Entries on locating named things
** Start **

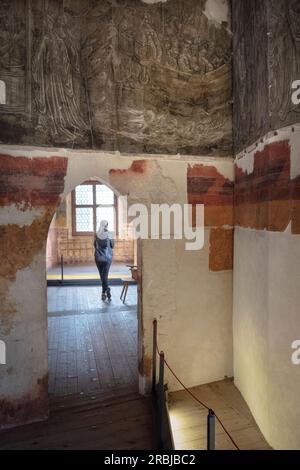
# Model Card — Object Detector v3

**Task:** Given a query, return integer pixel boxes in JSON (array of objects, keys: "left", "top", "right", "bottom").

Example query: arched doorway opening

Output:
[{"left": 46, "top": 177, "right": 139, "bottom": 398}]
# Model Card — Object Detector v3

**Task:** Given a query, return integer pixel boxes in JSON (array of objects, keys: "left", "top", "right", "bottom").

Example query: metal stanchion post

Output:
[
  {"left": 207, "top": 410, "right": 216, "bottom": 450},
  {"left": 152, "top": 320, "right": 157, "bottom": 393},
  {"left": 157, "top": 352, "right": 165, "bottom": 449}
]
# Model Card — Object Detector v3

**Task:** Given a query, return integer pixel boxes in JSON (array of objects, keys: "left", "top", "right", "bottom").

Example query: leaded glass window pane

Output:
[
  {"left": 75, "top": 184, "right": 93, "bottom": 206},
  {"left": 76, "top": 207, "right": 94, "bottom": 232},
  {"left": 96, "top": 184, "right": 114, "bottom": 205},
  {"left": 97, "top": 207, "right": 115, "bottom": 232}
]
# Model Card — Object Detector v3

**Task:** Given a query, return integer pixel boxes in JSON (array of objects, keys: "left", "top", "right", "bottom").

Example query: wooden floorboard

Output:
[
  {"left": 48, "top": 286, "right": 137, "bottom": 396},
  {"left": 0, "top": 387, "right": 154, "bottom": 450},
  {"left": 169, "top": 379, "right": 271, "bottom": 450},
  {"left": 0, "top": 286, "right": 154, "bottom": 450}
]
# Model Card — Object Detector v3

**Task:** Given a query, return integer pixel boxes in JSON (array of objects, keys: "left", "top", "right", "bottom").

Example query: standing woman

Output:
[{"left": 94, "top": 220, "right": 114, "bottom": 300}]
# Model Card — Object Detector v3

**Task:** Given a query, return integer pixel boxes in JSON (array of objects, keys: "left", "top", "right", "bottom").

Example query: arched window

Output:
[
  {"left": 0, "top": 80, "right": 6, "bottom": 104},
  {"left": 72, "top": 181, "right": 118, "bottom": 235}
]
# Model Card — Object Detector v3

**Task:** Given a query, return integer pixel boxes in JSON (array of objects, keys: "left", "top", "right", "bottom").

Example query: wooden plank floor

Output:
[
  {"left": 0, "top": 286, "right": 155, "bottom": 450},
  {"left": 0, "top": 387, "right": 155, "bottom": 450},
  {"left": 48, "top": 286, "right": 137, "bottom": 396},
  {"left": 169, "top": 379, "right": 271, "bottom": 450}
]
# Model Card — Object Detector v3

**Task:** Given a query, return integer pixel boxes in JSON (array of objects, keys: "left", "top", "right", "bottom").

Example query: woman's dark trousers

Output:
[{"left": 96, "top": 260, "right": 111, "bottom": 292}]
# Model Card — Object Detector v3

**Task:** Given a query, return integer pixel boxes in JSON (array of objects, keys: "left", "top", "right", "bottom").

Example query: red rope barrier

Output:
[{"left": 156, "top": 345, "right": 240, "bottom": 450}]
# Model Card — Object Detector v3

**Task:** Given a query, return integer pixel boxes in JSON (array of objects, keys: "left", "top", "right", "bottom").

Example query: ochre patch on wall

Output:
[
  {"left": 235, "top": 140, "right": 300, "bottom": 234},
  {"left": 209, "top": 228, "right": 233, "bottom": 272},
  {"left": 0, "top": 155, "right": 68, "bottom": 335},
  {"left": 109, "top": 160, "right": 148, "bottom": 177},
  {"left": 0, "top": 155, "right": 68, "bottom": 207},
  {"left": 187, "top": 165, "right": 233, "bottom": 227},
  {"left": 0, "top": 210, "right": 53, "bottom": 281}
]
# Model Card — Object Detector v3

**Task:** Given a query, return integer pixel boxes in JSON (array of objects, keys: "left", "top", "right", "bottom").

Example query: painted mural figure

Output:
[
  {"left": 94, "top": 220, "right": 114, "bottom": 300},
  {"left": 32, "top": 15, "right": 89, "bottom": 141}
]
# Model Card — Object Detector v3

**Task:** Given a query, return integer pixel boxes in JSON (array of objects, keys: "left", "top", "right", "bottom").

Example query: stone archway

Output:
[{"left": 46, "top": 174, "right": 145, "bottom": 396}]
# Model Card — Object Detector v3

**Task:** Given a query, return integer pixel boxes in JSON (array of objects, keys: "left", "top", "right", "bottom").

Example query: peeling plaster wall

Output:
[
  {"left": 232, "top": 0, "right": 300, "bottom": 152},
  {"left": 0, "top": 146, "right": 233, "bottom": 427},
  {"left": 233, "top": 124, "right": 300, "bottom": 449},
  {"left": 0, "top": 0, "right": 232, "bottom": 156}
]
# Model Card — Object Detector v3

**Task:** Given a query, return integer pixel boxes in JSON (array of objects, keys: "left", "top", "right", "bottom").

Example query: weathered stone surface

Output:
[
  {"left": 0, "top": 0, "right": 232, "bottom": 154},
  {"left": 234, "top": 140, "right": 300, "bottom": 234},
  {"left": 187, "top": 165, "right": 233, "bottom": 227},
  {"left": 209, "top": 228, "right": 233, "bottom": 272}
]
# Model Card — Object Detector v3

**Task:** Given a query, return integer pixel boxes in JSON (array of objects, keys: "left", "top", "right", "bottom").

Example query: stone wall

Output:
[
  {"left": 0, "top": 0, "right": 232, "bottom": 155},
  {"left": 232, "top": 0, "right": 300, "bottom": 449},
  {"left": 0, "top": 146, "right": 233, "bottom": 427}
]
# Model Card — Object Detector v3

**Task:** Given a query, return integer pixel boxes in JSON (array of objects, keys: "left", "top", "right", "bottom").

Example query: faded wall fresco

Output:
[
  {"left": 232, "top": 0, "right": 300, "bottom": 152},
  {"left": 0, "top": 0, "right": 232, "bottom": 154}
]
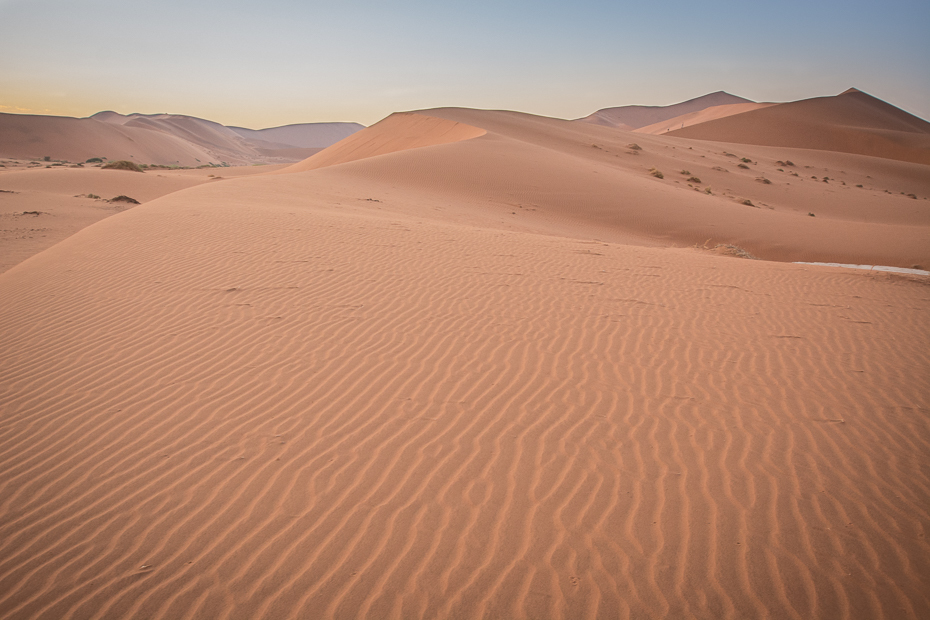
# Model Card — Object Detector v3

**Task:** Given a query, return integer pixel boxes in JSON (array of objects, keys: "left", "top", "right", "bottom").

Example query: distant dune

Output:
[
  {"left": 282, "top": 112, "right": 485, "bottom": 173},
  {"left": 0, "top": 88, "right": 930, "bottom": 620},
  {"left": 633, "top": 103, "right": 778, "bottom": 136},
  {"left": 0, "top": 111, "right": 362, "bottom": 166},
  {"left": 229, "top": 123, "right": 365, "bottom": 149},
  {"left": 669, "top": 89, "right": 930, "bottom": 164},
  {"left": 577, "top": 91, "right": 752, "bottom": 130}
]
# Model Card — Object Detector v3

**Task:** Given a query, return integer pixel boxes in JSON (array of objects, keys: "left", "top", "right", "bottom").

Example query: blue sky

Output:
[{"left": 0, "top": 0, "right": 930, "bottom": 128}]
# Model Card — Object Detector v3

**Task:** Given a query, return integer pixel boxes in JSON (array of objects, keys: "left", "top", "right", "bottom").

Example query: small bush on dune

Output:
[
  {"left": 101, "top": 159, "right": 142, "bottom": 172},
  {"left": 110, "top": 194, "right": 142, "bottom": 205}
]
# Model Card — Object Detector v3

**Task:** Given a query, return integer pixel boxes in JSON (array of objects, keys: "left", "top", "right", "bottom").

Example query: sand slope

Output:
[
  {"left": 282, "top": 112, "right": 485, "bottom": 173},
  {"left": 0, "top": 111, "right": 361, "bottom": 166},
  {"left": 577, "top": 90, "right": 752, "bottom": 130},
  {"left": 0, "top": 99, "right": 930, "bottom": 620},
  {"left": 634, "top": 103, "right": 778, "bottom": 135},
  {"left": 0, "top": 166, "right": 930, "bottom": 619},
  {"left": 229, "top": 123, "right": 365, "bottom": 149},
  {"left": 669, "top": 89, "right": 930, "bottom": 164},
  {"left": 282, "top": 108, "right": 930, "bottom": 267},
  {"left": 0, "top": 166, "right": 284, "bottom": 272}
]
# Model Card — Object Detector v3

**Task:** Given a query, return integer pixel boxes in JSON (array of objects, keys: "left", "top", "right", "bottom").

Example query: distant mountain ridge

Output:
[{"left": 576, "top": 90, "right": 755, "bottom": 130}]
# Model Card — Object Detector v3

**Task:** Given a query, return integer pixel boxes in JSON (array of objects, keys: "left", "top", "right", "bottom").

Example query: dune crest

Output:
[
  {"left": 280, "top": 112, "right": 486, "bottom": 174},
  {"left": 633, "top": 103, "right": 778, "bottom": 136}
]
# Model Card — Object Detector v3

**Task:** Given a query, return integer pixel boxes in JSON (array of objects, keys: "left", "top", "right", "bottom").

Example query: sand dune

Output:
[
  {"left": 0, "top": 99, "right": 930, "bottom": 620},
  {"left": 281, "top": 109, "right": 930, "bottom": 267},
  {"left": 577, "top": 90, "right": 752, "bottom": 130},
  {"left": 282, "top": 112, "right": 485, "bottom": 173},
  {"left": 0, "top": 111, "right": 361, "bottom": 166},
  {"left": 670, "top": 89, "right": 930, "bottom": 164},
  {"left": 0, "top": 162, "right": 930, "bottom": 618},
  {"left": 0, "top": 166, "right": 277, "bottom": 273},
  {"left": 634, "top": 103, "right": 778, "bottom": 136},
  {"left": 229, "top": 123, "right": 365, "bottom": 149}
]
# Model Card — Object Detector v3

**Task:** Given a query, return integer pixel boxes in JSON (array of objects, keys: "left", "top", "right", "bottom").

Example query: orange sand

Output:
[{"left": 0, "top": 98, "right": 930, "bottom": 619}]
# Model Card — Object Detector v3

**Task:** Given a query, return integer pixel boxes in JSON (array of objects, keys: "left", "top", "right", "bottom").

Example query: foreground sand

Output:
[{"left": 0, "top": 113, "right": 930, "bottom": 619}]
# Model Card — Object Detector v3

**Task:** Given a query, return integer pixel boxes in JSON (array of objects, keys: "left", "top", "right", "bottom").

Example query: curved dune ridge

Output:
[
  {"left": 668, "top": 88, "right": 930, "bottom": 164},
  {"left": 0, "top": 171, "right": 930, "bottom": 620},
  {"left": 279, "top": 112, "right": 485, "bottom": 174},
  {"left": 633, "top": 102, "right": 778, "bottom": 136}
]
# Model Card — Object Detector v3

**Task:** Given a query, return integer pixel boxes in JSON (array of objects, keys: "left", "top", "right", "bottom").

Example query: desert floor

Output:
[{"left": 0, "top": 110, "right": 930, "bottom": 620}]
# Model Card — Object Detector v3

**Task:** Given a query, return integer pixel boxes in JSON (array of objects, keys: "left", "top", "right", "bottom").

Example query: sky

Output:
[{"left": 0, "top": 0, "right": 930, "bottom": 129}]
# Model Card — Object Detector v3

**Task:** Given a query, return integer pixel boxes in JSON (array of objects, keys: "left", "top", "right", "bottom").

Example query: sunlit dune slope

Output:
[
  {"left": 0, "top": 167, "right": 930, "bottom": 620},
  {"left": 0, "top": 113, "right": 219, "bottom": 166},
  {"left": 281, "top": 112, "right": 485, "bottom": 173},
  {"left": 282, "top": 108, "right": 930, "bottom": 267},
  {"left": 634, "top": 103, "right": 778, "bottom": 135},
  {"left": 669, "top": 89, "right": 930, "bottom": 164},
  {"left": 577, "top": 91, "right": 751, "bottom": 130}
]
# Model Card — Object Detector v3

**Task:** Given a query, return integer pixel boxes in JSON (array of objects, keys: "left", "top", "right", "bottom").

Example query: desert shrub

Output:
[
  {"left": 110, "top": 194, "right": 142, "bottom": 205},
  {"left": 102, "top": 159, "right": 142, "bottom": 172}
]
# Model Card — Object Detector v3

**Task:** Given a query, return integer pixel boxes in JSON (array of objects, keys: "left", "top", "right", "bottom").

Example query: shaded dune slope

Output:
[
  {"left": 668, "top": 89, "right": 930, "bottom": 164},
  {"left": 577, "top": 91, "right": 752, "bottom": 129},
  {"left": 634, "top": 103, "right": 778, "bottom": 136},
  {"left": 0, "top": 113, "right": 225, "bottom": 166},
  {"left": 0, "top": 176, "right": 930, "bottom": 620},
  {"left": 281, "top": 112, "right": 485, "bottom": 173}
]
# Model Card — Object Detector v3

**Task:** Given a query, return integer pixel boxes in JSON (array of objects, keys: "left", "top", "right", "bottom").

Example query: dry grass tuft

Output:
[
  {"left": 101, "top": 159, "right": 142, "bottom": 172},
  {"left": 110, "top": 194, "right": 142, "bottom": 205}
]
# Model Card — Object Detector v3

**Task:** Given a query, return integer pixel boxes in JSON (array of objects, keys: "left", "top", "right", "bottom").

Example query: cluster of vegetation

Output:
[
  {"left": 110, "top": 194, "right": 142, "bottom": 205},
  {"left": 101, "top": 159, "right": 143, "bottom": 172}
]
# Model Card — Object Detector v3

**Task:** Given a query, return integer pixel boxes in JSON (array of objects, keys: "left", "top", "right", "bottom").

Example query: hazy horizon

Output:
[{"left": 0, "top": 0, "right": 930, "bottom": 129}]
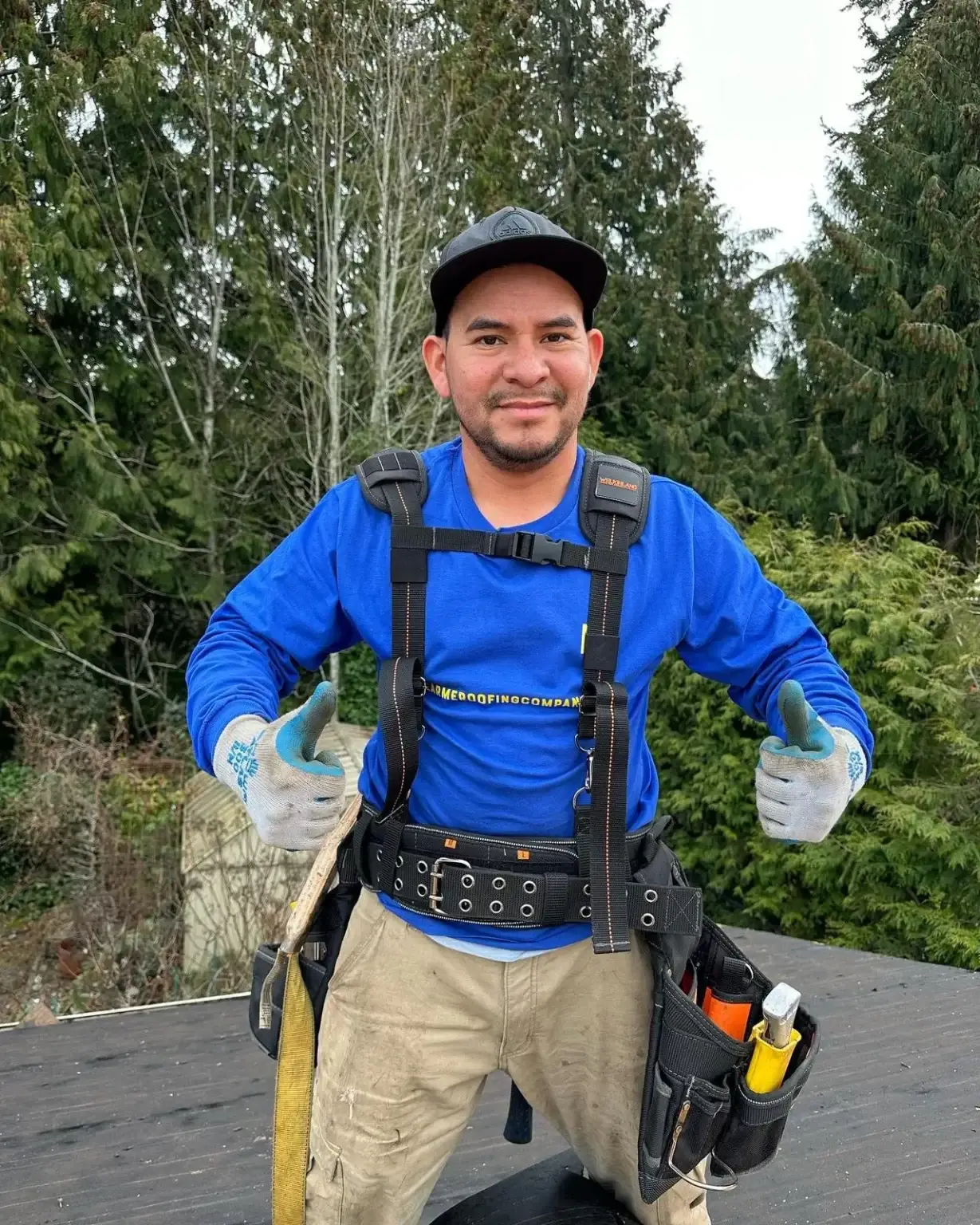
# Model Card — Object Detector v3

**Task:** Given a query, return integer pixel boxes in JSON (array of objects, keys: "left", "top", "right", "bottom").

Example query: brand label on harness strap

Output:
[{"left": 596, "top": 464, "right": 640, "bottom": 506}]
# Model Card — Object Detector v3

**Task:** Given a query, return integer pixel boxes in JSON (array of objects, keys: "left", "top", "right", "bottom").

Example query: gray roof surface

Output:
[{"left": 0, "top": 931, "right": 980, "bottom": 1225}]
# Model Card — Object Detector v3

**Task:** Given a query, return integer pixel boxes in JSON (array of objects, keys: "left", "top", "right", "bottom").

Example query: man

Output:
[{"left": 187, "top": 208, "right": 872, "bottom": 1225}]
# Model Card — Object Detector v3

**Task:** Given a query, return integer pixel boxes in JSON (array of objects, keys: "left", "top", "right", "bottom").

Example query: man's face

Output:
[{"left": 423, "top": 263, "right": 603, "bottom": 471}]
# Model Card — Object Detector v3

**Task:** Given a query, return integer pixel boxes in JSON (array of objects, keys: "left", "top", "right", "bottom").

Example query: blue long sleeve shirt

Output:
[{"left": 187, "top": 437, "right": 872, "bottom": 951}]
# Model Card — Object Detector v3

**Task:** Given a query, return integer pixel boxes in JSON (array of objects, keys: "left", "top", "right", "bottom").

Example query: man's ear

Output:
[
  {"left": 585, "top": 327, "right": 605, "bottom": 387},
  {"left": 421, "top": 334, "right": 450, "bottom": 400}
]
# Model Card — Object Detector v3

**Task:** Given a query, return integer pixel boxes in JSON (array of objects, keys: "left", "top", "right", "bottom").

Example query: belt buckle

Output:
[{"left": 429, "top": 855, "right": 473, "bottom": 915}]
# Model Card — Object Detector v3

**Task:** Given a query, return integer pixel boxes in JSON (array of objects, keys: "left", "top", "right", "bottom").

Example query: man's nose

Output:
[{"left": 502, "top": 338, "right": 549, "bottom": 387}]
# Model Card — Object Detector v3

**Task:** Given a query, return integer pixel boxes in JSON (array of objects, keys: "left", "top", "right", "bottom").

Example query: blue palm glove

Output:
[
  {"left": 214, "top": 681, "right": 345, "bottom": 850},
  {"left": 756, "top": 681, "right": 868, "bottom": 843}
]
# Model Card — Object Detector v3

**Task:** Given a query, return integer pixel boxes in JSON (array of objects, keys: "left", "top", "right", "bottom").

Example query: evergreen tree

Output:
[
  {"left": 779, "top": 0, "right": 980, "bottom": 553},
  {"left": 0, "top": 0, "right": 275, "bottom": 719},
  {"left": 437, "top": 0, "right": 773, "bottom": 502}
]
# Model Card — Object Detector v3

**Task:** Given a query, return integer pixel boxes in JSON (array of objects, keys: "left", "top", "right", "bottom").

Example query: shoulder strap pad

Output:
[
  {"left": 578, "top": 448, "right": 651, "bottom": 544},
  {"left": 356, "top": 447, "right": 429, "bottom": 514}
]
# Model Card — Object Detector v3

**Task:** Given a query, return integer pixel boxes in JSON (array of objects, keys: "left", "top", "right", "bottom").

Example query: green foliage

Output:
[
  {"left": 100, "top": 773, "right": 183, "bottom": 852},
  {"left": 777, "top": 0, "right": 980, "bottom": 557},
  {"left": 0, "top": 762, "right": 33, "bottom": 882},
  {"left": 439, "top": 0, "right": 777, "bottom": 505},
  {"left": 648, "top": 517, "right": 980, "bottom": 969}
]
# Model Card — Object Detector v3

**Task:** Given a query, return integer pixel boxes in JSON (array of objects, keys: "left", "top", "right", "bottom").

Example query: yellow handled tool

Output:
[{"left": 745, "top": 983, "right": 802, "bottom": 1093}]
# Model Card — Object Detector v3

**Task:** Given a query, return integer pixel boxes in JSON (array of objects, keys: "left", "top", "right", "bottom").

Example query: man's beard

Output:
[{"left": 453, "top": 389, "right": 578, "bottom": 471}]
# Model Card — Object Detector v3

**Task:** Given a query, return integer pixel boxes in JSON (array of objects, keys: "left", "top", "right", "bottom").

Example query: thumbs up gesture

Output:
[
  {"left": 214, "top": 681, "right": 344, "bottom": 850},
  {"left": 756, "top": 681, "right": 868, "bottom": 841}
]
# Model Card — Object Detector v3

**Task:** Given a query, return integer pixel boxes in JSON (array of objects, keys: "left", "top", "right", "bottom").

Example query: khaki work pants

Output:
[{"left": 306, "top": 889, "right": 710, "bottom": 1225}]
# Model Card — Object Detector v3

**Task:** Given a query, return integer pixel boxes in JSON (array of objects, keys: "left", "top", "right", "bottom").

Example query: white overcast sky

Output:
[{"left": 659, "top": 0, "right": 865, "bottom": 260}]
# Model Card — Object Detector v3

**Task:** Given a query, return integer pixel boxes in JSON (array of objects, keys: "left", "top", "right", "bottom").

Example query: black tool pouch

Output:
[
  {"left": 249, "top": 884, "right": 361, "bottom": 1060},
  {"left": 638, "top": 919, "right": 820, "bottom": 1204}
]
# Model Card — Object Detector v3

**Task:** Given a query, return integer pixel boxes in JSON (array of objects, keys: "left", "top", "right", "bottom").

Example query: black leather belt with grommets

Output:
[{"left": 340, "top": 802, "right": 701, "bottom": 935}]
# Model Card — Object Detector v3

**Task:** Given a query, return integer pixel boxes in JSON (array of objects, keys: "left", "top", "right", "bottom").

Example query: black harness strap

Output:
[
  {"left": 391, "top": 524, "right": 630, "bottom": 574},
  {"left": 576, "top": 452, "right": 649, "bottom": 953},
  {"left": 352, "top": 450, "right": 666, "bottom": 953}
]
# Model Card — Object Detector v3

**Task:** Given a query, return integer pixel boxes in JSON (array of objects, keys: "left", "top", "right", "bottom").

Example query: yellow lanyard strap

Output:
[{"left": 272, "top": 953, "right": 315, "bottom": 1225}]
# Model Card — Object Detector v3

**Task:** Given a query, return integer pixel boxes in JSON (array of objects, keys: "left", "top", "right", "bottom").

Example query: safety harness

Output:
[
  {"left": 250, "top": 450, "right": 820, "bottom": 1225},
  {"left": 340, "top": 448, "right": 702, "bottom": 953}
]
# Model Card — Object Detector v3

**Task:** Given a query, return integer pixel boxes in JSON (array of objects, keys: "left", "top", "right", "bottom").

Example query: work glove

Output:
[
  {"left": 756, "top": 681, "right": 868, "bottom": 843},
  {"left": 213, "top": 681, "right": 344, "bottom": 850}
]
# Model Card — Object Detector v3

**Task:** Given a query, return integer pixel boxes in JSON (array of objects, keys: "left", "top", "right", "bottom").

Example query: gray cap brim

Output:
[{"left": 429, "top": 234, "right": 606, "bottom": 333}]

** End **

■ **What to work on**
Which lines in the listing above contain the word "blue"? Copy each of those lines.

■ **Exercise answer**
Example query: blue sky
Example query: blue long sleeve shirt
Example query: blue palm glove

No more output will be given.